INSTRUÇÃO A:
Com base no trecho sobre a origem do concurso público, explique por que o Imperador podia admitir ou exonerar funcionários públicos quando julgasse conveniente. Responda em uma a três frases.

TRECHO SELECIONADO:
--

Conhecendo para se mobilizar 6: Como surgiu o concurso público no Brasil?
O concurso público surgiu, no direito brasileiro,
aplicável a situações específicas para as quais houvesse exigência legal e para
os cargos organizados em carreira.
Durante a época do Brasil Império, o
desempenho de funções públicas dava-se por meio de delegação, direta ou
indireta, do Imperador. Tinha-se tão somente o exercício de cargos sob a modalidade
“em confiança”, podendo o Imperador admitir ou exonerar funcionários públicos
quando julgasse conveniente.
Esta situação fundamentava-se na presunção de que a
vontade do Imperador confundia-se com a vontade do próprio Estado e,
consequentemente, com a vontade e interesse coletivo. Todavia, já assegurava a
Constituição Política do Império do Brasil, em seu art. 179, XIV, que “todo
o cidadão pode ser admittido aos Cargos Publicos Civis, Politicos ou Militares,
sem outra differença, que não seja a dos
seus talentos, e virtudes.”
Quando da proclamação da República, e da
promulgação de nova Carta Constitucional, em 1891, foi mantido o sistema
discricionário de contratação e exoneração de servidores públicos dispondo, a
Constituição da República dos Estados Unidos do Brazil, em seu art. 73, que
“os cargos publicos, civis ou militares, são accessiveis a todos os
brazileiros, observadas as condições de
capacidade especial, que a lei estatuir, sendo, porém, vedadas as accumulações
remuneradas.”

--

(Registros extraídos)
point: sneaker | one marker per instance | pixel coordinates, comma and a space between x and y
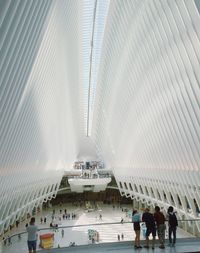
161, 246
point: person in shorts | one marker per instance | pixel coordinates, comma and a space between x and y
136, 226
149, 220
32, 236
161, 227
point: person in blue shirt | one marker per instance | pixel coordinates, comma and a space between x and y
136, 226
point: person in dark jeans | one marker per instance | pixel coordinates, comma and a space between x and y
173, 223
149, 220
32, 236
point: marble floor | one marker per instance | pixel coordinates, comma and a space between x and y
108, 232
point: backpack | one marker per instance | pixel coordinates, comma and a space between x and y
173, 220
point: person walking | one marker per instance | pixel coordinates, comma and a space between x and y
62, 232
173, 223
136, 226
32, 236
149, 220
160, 224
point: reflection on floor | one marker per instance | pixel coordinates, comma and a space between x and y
79, 235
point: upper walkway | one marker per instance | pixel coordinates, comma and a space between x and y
77, 231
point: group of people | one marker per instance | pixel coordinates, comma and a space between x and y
155, 224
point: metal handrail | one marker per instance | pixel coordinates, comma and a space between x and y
91, 224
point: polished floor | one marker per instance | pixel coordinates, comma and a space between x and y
108, 233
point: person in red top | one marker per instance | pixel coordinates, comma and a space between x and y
160, 224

--

INSTRUÇÃO B:
Organize como uma lista JSON de strings tudo o que vai da linha da listagem que contém "point: polished floor" até o fim da listagem, com uma string por linha e sem as linhas em branco.

RESPOSTA COMPLETA A:
No Império, as funções públicas eram exercidas apenas em cargos "em confiança", por delegação direta ou indireta do Imperador. Essa situação se fundamentava na presunção de que a vontade do Imperador se confundia com a vontade do próprio Estado e, por consequência, com a vontade e o interesse coletivo.

RESPOSTA COMPLETA B:
[
  "point: polished floor | one marker per instance | pixel coordinates, comma and a space between x and y",
  "108, 233",
  "point: person in red top | one marker per instance | pixel coordinates, comma and a space between x and y",
  "160, 224"
]